Required action | Take the data below and copy exactly the lines starting at the one with "Locate the acacia" and finishing at the one with "Locate the bare", both included.

Available data |
▬▬▬▬▬▬

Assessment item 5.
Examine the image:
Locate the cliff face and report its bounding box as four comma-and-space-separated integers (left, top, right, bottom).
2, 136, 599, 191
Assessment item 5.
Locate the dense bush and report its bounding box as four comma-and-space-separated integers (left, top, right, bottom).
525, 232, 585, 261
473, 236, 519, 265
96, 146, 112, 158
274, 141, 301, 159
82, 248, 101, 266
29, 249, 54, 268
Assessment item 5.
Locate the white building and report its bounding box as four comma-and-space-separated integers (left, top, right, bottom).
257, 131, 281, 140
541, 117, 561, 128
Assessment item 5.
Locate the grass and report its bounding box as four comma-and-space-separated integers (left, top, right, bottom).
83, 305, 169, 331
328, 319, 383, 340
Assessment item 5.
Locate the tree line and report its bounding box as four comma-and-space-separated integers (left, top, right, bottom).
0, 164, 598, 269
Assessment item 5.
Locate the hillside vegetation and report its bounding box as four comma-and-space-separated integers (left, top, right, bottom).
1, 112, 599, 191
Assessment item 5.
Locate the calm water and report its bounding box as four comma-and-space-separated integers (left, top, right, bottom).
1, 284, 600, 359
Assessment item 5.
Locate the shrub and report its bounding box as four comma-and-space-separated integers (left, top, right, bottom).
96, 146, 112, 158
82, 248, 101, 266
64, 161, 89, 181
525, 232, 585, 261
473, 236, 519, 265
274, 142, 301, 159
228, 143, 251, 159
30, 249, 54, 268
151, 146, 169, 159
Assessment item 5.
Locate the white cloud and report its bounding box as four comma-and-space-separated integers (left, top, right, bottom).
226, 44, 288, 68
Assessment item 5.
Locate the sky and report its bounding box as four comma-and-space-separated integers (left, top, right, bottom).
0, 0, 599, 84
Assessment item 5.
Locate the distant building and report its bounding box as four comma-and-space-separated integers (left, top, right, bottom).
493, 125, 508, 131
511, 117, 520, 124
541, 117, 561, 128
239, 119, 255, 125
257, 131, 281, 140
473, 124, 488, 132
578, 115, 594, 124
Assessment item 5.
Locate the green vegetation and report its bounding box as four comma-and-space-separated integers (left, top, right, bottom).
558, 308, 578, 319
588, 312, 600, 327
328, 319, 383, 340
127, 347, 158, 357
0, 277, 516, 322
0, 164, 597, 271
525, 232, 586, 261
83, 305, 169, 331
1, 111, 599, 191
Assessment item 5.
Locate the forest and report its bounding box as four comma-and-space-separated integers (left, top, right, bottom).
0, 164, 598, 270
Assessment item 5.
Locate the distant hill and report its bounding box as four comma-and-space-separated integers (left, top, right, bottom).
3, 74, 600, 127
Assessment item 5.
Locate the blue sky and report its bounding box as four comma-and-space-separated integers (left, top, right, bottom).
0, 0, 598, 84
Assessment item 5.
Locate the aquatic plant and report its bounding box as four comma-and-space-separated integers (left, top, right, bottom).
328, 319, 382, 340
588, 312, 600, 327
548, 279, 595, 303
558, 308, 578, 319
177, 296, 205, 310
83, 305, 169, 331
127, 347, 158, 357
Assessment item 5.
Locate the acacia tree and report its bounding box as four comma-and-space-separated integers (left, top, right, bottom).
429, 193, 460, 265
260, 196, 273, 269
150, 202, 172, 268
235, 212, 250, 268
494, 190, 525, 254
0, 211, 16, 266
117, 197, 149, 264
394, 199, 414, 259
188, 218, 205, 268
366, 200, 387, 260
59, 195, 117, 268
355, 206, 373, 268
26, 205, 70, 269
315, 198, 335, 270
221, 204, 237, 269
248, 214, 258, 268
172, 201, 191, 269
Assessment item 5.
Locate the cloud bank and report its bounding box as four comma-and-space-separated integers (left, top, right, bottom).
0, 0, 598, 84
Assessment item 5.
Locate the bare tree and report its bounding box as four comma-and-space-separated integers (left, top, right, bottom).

▬▬▬▬▬▬

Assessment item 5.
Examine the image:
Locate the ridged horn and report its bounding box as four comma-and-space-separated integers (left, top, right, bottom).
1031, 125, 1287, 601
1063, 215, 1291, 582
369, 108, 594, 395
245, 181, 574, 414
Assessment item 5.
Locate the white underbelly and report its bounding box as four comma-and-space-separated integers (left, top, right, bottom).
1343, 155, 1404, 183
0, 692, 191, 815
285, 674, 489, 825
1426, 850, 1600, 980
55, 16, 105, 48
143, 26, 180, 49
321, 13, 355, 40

▬▬▬▬▬▬

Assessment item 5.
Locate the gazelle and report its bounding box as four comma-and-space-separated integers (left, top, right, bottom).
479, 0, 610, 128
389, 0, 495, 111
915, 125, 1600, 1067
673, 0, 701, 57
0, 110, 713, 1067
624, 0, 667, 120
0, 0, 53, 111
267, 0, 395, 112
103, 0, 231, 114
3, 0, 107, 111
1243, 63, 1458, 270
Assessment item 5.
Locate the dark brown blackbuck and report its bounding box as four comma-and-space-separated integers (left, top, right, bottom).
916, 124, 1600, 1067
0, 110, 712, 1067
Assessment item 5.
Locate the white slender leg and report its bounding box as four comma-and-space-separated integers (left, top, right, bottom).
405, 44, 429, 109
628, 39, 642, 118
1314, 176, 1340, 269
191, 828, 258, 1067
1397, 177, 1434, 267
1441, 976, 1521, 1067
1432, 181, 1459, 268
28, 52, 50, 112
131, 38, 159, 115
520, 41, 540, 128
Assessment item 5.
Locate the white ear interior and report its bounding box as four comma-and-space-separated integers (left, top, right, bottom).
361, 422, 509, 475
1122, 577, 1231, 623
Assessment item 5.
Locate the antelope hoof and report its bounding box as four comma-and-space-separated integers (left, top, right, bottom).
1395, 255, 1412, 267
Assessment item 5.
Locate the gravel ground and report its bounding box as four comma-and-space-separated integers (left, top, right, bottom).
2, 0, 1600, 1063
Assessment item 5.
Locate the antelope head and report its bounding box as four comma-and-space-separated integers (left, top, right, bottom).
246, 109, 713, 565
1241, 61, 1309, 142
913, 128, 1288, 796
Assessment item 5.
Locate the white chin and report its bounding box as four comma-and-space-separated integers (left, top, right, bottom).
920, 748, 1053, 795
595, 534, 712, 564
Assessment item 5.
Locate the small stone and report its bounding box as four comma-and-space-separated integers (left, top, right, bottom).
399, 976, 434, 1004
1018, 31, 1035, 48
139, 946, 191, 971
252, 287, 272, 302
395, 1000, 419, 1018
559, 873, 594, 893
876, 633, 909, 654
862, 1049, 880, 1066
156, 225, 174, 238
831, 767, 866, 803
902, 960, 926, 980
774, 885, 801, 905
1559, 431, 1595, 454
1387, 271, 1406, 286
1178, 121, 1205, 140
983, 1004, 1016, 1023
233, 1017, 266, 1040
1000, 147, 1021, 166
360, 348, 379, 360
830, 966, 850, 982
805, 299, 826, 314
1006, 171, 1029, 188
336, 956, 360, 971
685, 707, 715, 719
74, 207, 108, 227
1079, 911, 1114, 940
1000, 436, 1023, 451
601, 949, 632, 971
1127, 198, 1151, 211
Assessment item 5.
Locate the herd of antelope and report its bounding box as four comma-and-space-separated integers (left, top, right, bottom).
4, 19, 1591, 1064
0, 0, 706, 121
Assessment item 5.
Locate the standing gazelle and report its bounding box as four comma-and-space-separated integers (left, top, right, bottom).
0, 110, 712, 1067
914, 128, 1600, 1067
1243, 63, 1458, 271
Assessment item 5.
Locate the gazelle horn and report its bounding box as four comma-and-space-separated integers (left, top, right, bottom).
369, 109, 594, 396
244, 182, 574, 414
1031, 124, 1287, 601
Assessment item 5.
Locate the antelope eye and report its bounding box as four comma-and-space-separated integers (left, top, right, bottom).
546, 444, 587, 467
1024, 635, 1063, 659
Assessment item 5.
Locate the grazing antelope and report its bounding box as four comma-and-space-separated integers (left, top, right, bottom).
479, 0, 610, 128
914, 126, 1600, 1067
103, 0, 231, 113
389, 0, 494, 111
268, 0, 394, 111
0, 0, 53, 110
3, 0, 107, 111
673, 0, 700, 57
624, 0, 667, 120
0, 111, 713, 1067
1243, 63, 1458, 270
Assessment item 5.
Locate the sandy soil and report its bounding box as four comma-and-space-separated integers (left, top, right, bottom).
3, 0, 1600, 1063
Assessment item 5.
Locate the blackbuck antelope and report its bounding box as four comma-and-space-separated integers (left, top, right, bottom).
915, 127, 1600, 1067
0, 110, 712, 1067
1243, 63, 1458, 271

▬▬▬▬▬▬

Task response |
Locate the acacia tree and report its bounding box as four comma-and-space-separated integers (left, top, right, bottom).
429, 193, 460, 265
260, 196, 273, 269
150, 202, 172, 268
235, 212, 250, 268
494, 190, 525, 254
0, 211, 16, 266
117, 197, 149, 264
394, 199, 414, 259
188, 218, 205, 268
366, 200, 387, 260
59, 195, 117, 268
355, 206, 373, 268
26, 205, 70, 269
315, 198, 335, 270
221, 204, 237, 269
248, 214, 258, 268
172, 201, 191, 269
Assessment item 5.
Locate the cloud bank and report its bounding box as four comma-and-space-separated integers (left, top, right, bottom).
0, 0, 598, 84
Assessment item 5.
Locate the bare tree and report its bounding box as four comma-and-space-separated integers (left, top, right, bottom).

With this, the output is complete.